→ **Task prompt**
In every row below, replace "write the coordinates" with "list the coordinates" and leave the rest of the wording as it is. Omit the pictures from your output.
[Begin Data]
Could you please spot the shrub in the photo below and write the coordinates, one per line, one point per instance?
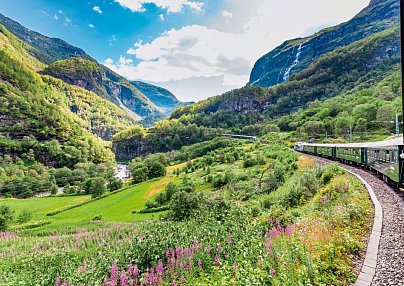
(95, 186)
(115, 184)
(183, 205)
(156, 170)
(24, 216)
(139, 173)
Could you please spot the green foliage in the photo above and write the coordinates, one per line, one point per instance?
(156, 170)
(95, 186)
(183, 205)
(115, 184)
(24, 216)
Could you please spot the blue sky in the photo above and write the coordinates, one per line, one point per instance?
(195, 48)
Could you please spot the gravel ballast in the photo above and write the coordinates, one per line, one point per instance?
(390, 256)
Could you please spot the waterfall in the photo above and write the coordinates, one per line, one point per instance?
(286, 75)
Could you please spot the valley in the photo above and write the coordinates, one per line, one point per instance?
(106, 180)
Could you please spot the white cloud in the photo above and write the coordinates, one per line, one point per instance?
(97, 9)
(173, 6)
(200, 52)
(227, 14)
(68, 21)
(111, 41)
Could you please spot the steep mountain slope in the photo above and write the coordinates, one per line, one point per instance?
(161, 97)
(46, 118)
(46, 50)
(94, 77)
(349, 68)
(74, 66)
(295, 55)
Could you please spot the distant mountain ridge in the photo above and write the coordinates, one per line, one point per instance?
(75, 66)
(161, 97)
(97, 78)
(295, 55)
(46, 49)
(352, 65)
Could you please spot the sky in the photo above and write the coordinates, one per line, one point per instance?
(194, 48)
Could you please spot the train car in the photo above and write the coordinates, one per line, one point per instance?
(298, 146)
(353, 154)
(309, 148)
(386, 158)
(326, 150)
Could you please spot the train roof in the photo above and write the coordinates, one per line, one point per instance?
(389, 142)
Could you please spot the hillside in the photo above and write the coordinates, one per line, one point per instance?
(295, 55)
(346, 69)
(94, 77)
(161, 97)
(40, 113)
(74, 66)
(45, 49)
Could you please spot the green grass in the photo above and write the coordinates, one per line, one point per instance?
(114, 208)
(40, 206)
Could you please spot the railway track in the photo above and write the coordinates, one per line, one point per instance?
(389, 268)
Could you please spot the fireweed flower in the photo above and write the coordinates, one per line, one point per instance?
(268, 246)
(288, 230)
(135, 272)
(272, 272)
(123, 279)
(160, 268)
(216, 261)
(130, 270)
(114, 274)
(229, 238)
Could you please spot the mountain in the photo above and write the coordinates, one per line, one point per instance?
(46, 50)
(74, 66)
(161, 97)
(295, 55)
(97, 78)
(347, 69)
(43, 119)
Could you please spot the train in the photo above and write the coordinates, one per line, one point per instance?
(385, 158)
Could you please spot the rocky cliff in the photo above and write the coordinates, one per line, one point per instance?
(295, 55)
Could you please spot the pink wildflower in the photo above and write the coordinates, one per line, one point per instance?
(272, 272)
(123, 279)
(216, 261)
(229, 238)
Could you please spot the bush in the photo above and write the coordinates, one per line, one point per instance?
[End Data]
→ **Worked solution**
Could you please spot the shrub in the photo below and list the coordinates, one per line, one point per instance?
(95, 186)
(115, 184)
(183, 205)
(156, 170)
(24, 216)
(139, 173)
Could you please spot the green foliage in the photo above and list the coordinates, one per line, one point per instance?
(156, 170)
(95, 186)
(183, 205)
(115, 184)
(24, 216)
Could you please spot the blue sky in the photo above and list the coordinates, one per line, one point per instance?
(195, 48)
Could you please spot the gravel ballast in the photo above and list the coordinates, one per line, one point per instance?
(390, 256)
Could you please spot the waterfall in the photo above and list the coordinates, one per line, one point per instance?
(286, 75)
Could you please spot the valley in the photo above and list the coordinates, one per line, one point per instance?
(106, 180)
Could you please spot the white cloud in the photo above and list the coordinates, one per line, one point per instance?
(97, 9)
(173, 6)
(200, 52)
(227, 14)
(68, 21)
(111, 41)
Could you please spot the steep mountain slope in the photo above and list the coordinates, one per line, one point per instance?
(161, 97)
(46, 118)
(46, 50)
(94, 77)
(349, 68)
(74, 66)
(295, 55)
Could you please spot the distant mountain ridge in the photo above and list the coordinates, one per line, one point per instance?
(75, 66)
(161, 97)
(97, 78)
(295, 55)
(46, 49)
(352, 65)
Could you please spot the sky in the photo above and list the coordinates, one per line, one point per instance?
(194, 48)
Could you please spot the train car in the photo above and list the coordinates, one per line, one point per instance?
(298, 146)
(353, 154)
(309, 148)
(386, 158)
(326, 150)
Could you please spot the train roof in the photo above and list the coordinates, one per line, one point per instance?
(389, 142)
Could you please spot the hillside in the photo above and list the coordinates, one per line, one point per instance?
(295, 55)
(346, 69)
(94, 77)
(161, 97)
(40, 113)
(74, 66)
(45, 49)
Could you please spot the green grass in the photo above and list the coordinates, one per line, one point per instance?
(114, 208)
(40, 206)
Could you please spot the railway track in the photo above and list the coordinates, one per line, one point per instance?
(389, 268)
Could you please spot the fireweed flower in the photo above and list the coordinates, one per line, one point per instance?
(268, 246)
(288, 230)
(135, 272)
(272, 272)
(123, 279)
(160, 268)
(216, 261)
(130, 270)
(114, 274)
(229, 238)
Could you please spot the mountain in the photo above and list the coordinates, one per line, one point per instance?
(46, 50)
(74, 66)
(161, 97)
(295, 55)
(97, 78)
(347, 69)
(43, 119)
Could you please spot the train in the photo above and list the coordinates, one per line, one point per instance?
(385, 158)
Could you please spot the rocky cliff in the photo above and list the coordinates, one per line, one point per instance?
(295, 55)
Could you please spot the pink wildflower in the photo above and list the coordinates, one per line, one point per instance?
(272, 272)
(123, 279)
(216, 261)
(229, 238)
Could you please spot the bush in the photo above and list the coordinates, one per line, one point per instance?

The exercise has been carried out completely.